**QUESTIONS ON THE MATERIAL**:
#1 According to the article on returning Bangladeshi migrants, how many Bangladeshis secured jobs overseas in 2017?
#2 Reproduce everything in the article on returning Bangladeshi migrants from "Charities in Bangladesh" down to "trafficking and cheating.", with no changes.

─── GIVEN TEXT

Charities in Bangladesh say thousands of returning migrants face such struggles and little official help is available.

Many are victims of trafficking, but have little redress for the crimes they have suffered in Bangladesh. The country depends heavily on foreign remittances and has an official policy of encouraging citizens to look for jobs abroad.

According to official data, at least one million Bangladeshis secured jobs overseas in 2017 – the highest number ever recorded. 

But the system depends largely on unlicensed brokers working in rural areas and opens the door to trafficking and cheating. 

Last month, 64 Bangladeshi migrants hoping to get to Europe had to be rescued from a boat off Tunisia. In May, 37 drowned in the same region when their boat capsized.

“The state does not have a proper system to support the returnees,” said Shariful Hasan, who heads the migration department of Bangladeshi aid group BRAC.

“All our policies are focused on sending people abroad. We don’t even have a system that can count the total number of returnees every year.” 

Abu Bakar Siddique, the civil servant who leads the Home Ministry’s anti-trafficking work, acknowledged the government needed to develop a system of support for the returnees.

“For now, what we do is, we ensure that the victims reach their families,” he said. “With the kind of capacity that we have, this is what’s possible.

“We do work with girls who were trafficked to India. We also have shelters for victims. But as far as counselling is concerned, it’s not something that we have managed to do effectively. We have to develop our system.”

──────
─── AVAILABLE DATA

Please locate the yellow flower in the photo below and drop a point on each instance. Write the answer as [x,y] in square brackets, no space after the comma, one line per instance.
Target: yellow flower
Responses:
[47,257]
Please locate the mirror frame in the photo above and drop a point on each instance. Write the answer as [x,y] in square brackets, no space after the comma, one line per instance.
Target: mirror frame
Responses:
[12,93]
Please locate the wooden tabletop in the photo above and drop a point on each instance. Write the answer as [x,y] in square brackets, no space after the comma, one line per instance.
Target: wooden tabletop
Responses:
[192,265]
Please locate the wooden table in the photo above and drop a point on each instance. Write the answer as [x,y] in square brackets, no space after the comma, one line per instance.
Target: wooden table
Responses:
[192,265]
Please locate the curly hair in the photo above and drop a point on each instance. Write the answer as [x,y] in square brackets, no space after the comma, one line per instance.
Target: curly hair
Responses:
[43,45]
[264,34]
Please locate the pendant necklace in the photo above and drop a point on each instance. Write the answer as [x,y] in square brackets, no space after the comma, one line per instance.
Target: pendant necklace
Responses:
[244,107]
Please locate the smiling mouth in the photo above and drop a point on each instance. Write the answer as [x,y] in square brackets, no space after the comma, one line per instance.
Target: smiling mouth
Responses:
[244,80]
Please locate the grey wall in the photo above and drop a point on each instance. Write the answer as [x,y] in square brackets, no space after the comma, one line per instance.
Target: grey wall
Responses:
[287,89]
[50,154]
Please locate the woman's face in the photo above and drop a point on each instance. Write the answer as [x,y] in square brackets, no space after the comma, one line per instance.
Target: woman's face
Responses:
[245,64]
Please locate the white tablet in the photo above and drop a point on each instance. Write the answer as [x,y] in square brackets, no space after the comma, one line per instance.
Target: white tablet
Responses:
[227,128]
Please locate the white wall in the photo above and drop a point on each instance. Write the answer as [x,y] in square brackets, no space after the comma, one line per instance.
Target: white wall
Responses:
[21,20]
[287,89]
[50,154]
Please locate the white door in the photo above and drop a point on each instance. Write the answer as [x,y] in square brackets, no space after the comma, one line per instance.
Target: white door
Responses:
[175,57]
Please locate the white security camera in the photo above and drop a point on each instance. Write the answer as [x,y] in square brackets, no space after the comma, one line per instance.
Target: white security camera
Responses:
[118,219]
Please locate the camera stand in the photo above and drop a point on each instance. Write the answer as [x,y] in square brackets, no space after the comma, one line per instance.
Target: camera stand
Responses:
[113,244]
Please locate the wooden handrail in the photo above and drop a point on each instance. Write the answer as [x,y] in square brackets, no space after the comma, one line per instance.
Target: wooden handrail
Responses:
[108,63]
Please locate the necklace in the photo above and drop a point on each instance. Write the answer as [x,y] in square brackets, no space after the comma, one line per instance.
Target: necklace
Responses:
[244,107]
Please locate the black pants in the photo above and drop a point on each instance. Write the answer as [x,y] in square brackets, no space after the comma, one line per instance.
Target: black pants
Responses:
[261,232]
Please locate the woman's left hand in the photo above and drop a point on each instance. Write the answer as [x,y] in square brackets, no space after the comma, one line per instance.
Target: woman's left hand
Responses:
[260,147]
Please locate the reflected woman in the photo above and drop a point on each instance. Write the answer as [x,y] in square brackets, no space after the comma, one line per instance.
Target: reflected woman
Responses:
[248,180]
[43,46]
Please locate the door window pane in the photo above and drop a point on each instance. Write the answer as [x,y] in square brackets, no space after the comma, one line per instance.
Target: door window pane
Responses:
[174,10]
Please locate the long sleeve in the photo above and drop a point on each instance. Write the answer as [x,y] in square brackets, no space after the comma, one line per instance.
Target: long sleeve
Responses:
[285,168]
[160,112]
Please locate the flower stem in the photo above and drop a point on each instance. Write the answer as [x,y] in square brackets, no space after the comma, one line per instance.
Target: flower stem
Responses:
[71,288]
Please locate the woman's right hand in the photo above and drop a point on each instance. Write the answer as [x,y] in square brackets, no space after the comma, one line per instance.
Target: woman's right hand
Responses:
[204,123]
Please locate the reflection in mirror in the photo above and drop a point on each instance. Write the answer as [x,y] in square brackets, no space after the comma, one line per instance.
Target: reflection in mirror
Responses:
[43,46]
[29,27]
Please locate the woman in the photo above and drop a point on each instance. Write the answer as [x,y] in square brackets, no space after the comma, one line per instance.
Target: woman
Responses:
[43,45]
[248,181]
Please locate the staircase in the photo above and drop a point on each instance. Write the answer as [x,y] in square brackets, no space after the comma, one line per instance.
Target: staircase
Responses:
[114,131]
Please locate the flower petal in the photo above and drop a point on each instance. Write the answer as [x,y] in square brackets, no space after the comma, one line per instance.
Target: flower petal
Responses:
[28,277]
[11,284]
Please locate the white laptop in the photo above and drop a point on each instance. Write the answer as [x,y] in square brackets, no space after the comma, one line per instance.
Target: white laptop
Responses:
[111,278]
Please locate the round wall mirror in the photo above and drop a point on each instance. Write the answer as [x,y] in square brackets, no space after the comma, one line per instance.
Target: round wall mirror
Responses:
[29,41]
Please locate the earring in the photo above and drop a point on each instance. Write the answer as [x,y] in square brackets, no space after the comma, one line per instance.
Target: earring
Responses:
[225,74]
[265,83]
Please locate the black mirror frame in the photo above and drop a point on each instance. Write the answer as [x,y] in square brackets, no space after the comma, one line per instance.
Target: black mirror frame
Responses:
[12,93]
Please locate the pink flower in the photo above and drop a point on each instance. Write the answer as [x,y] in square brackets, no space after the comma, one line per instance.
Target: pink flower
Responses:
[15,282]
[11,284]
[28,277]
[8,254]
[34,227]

──────
─── AVAILABLE DATA

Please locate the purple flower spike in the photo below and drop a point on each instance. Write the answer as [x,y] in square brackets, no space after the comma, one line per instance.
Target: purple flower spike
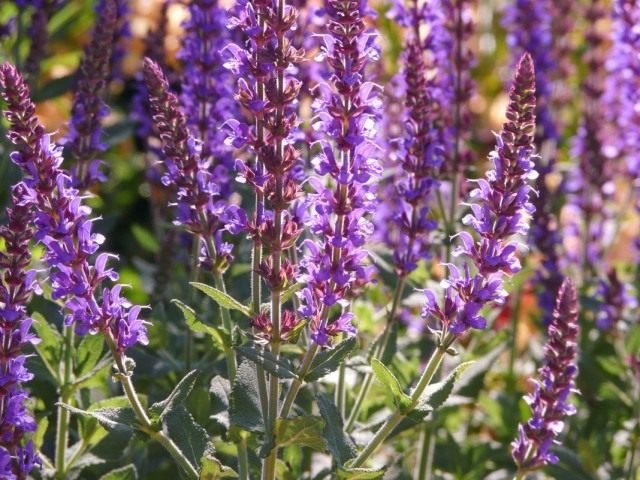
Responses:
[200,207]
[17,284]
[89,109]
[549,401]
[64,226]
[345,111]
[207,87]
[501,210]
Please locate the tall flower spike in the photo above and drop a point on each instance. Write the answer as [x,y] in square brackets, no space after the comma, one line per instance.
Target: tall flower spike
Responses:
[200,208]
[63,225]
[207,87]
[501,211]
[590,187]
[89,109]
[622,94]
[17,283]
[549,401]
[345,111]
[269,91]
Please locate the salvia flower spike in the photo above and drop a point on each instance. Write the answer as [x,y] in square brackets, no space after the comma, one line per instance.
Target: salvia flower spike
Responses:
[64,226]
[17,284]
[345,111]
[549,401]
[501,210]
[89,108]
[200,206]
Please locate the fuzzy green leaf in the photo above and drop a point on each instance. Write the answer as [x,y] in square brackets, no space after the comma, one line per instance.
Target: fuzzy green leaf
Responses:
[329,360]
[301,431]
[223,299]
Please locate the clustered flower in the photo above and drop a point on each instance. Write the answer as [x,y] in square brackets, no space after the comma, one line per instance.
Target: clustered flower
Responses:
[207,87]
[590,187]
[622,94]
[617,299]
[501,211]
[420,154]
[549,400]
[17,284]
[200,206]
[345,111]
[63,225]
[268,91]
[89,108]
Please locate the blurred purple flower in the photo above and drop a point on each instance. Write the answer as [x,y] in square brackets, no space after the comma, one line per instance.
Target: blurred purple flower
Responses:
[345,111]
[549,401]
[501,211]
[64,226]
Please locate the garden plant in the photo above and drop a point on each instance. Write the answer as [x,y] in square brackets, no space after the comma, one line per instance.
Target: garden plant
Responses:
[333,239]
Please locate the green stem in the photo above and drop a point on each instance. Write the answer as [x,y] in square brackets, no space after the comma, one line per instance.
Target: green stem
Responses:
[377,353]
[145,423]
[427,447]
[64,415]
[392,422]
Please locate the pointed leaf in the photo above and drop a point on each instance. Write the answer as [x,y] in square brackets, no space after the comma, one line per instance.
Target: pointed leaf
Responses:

──────
─── AVAILABLE DATA

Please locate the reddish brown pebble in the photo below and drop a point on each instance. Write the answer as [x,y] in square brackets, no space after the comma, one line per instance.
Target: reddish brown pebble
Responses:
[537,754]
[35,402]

──────

**TASK RESPONSES**:
#1 At least one million.

#2
Charities in Bangladesh say thousands of returning migrants face such struggles and little official help is available.

Many are victims of trafficking, but have little redress for the crimes they have suffered in Bangladesh. The country depends heavily on foreign remittances and has an official policy of encouraging citizens to look for jobs abroad.

According to official data, at least one million Bangladeshis secured jobs overseas in 2017 – the highest number ever recorded. 

But the system depends largely on unlicensed brokers working in rural areas and opens the door to trafficking and cheating.